» **Short task**
Using the entries below, output exactly the line containing "For the benchmark, spot each instance of the playground" and all lines that follow it to the end.

» **Source records**
━━━━━━━━━━━━━━━━━━━━
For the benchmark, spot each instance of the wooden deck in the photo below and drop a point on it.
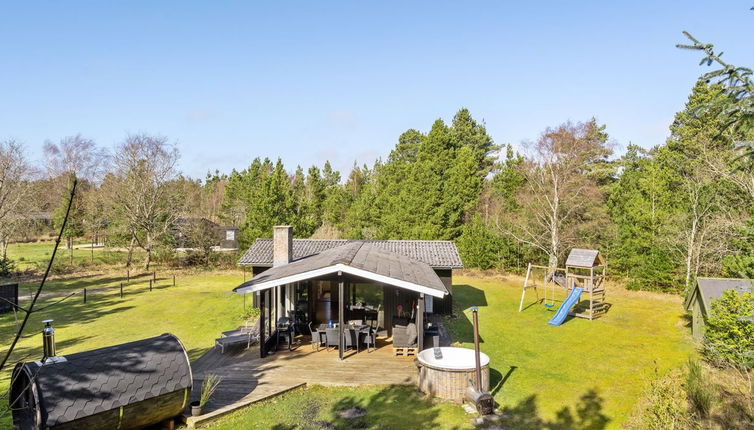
(247, 379)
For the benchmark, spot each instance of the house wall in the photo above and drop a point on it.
(697, 320)
(444, 306)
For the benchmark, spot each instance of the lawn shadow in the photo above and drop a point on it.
(391, 407)
(586, 414)
(465, 296)
(498, 380)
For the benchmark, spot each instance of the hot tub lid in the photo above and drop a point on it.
(453, 358)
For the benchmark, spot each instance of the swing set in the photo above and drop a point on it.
(584, 270)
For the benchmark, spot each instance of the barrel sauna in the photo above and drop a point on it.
(127, 386)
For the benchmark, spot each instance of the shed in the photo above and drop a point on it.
(127, 386)
(699, 301)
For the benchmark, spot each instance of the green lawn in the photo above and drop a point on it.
(598, 366)
(580, 375)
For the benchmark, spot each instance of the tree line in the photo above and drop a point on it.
(662, 216)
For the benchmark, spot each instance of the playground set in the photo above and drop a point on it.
(584, 273)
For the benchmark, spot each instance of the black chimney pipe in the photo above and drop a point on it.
(48, 340)
(478, 359)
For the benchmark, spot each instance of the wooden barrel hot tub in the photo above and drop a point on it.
(448, 377)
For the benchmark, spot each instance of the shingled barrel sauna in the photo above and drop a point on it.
(127, 386)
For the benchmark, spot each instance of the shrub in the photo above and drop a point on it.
(700, 391)
(663, 405)
(728, 337)
(7, 266)
(478, 246)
━━━━━━━━━━━━━━━━━━━━
» **Answer to the exercise**
For the benchmark, spot each instance of the playground set in the photo above and drop a point on it.
(584, 273)
For the benchmark, spot each instance of the black chimney pipe in the photo above and drop a point on it.
(48, 340)
(478, 359)
For the benchmark, spot each instance of the wooden barrel hot tub in the photo above and drop a point on it.
(448, 377)
For the benchmark, spot each instance of the shingled barrel sauna in the photo above and drop a point on it.
(127, 386)
For the benchmark, spot each instance of the shrub in the photo above and drop a point on it.
(700, 391)
(663, 405)
(728, 337)
(7, 266)
(478, 246)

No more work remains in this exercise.